──────── INFORMATION SUPPLIED

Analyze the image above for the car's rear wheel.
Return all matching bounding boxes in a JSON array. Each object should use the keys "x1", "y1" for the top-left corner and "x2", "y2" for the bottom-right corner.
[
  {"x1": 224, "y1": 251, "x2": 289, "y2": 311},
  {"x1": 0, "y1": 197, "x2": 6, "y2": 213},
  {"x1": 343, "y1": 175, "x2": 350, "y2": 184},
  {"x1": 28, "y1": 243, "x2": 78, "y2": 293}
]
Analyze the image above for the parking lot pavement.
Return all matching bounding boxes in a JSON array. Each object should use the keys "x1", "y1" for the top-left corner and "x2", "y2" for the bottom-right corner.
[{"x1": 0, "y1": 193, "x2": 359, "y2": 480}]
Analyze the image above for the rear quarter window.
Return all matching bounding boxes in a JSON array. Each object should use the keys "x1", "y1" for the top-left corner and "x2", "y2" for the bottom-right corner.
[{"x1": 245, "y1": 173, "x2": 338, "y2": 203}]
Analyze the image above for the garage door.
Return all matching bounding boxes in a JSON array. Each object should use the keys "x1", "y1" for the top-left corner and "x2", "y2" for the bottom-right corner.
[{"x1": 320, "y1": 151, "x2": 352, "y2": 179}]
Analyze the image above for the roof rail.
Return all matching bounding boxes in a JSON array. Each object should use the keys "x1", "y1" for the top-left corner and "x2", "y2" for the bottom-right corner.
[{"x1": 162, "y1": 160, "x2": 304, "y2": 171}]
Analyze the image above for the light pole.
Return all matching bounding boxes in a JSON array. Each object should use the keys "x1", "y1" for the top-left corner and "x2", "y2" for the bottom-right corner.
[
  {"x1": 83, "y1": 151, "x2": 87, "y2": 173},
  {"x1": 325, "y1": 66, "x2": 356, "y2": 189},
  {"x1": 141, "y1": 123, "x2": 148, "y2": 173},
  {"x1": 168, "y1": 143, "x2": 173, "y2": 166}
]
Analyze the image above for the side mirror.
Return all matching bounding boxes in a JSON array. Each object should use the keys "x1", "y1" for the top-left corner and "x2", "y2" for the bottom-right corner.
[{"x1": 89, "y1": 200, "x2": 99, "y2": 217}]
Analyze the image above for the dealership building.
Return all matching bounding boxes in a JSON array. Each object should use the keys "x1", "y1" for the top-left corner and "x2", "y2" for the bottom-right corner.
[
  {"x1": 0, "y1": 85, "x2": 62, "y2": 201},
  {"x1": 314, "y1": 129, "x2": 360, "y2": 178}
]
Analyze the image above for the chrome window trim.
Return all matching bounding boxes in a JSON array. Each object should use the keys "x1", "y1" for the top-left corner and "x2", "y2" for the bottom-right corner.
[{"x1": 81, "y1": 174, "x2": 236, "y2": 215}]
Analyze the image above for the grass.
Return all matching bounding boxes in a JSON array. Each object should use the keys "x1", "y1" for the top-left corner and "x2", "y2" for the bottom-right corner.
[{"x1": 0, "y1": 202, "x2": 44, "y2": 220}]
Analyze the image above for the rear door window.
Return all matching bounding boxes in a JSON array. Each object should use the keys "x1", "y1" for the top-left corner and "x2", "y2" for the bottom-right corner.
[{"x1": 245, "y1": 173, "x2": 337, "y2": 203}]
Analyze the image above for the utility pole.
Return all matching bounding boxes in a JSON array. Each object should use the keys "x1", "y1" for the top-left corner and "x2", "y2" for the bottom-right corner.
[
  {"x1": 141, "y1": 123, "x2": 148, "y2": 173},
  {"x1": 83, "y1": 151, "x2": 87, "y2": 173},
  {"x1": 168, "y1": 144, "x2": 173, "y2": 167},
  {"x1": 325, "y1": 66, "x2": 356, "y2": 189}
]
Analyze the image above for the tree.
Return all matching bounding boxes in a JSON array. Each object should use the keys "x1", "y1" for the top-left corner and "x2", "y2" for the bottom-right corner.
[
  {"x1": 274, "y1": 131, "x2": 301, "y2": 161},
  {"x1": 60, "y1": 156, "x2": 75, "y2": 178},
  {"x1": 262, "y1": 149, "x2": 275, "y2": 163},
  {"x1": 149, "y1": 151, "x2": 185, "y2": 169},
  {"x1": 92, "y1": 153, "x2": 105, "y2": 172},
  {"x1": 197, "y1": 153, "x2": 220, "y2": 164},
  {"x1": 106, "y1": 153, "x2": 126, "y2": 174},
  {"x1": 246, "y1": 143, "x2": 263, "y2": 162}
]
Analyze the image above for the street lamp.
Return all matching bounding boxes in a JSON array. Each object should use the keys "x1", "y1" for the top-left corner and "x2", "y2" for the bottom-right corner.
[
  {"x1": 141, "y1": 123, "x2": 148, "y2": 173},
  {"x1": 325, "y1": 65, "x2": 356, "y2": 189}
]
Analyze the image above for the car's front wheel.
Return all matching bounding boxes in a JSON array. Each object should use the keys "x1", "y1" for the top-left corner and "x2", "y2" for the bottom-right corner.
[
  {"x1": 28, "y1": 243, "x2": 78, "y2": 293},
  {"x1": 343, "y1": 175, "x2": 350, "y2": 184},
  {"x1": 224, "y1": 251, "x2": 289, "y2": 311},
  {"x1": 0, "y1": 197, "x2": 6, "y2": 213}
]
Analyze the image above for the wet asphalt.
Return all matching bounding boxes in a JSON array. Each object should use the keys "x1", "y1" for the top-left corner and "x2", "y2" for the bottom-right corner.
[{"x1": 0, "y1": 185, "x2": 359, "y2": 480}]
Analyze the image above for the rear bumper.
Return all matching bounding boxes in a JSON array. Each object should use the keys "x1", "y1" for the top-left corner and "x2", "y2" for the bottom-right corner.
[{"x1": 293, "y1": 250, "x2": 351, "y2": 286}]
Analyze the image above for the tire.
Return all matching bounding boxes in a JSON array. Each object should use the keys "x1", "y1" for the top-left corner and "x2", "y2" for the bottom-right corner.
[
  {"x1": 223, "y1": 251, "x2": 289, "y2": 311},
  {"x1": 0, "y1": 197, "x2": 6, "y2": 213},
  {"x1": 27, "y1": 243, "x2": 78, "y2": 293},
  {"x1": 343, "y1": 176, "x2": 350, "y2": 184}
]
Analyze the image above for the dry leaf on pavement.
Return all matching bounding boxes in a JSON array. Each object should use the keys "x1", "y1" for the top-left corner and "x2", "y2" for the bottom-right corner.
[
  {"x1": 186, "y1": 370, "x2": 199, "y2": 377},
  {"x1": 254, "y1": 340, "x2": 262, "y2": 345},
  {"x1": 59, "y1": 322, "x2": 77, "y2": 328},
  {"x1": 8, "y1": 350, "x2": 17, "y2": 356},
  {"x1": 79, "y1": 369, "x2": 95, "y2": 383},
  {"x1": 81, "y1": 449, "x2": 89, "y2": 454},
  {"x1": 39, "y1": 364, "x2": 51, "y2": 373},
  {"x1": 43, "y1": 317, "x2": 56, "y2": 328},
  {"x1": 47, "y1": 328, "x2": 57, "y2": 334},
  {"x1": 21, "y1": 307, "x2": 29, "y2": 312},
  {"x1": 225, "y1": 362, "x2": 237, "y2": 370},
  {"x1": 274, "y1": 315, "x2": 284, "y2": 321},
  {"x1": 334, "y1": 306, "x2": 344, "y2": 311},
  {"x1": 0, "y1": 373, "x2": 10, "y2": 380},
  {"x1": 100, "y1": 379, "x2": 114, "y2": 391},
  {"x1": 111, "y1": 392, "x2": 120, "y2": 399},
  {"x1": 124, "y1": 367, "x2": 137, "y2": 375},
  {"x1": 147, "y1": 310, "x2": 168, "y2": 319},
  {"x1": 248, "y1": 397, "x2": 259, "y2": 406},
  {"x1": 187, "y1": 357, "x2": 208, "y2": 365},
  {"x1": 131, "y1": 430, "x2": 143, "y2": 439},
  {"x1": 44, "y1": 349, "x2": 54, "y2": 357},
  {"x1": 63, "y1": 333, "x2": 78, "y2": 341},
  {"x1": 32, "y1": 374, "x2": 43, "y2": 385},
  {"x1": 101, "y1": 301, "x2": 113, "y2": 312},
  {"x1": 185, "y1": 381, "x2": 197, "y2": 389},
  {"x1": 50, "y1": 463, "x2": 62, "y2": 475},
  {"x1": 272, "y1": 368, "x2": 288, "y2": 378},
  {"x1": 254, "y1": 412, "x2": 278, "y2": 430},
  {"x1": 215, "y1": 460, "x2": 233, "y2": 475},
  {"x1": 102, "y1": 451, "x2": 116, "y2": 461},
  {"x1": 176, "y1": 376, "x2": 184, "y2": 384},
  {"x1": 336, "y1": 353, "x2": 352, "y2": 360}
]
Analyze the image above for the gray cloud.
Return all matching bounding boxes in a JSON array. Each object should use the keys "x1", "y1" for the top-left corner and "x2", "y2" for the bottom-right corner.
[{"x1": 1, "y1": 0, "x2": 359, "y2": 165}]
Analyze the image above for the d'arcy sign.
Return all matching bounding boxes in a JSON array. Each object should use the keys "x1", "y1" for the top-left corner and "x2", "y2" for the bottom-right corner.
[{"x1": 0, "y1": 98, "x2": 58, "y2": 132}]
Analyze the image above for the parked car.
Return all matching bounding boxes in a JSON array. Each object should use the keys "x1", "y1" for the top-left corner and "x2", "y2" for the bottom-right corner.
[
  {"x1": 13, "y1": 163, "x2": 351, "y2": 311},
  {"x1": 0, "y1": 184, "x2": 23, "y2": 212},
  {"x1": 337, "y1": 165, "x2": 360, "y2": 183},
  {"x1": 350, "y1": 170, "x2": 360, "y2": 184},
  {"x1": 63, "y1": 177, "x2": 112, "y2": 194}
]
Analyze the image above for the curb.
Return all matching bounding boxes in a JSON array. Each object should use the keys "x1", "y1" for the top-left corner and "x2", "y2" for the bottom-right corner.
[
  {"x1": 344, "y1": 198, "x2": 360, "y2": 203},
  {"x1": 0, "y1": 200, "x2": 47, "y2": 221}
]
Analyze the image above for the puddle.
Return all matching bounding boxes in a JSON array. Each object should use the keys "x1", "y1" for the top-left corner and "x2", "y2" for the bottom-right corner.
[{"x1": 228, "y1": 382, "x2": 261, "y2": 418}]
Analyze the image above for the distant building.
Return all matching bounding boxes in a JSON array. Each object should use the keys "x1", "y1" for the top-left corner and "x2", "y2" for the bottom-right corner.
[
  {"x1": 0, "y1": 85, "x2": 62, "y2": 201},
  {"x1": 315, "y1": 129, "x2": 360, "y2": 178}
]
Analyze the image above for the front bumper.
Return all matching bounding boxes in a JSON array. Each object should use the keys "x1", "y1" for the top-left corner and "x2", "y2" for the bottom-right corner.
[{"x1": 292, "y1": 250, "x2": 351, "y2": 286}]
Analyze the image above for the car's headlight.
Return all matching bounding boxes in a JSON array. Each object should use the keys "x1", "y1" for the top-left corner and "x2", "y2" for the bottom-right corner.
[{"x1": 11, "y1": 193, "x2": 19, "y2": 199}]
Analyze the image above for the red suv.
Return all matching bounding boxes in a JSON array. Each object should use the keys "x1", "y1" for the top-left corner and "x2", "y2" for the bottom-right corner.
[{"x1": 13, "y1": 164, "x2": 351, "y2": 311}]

────────────────

▶ **ASSIGNMENT**
Show each line of the listing that holds the string "window".

▶ **RESULT OF THE EXERCISE**
Analyze the image above for the rear quarter window.
Analyze the image above for the chrome window trim.
Analyze the image above for the rear door window.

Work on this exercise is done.